* [Stated goal 1]:
Translate this sentence from the Excel-to-Markdown usage notes below into Spanish: "Output is saved in the same directory as input file (use --csv-output-dir to change)"

Install Dependencies

# Install uv (if not already installed)
# Details: https://docs.astral.sh/uv/getting-started/installation/
curl -LsSf https://astral.sh/uv/install.sh | sh

uv sync

Usage

uv run python v2.2.0/excel_to_md.py input.xlsx

This generates:

  • input_csv.md: CSV markdown format (default)
  • input_images/: Image directory (if images exist)

Note

  • Output filenames and directories are based on input filename (e.g., input.xlsxinput_csv.md, input_images/)
  • Output is saved in the same directory as input file (use --csv-output-dir to change)

* [Stated goal 2]:
Rewrite all the records below with "query phrase" swapped for "search term" wherever it appears, leaving everything else unchanged.

* [Extracted records]:
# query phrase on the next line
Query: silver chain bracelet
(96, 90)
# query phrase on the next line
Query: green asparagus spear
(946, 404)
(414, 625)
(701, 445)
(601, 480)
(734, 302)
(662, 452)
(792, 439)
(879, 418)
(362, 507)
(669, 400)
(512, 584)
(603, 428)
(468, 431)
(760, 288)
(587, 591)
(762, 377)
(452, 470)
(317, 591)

* [Written reply 1]:
La salida se guarda en el mismo directorio que el archivo de entrada (use --csv-output-dir para cambiarlo).

* [Written reply 2]:
# search term on the next line
Query: silver chain bracelet
(96, 90)
# search term on the next line
Query: green asparagus spear
(946, 404)
(414, 625)
(701, 445)
(601, 480)
(734, 302)
(662, 452)
(792, 439)
(879, 418)
(362, 507)
(669, 400)
(512, 584)
(603, 428)
(468, 431)
(760, 288)
(587, 591)
(762, 377)
(452, 470)
(317, 591)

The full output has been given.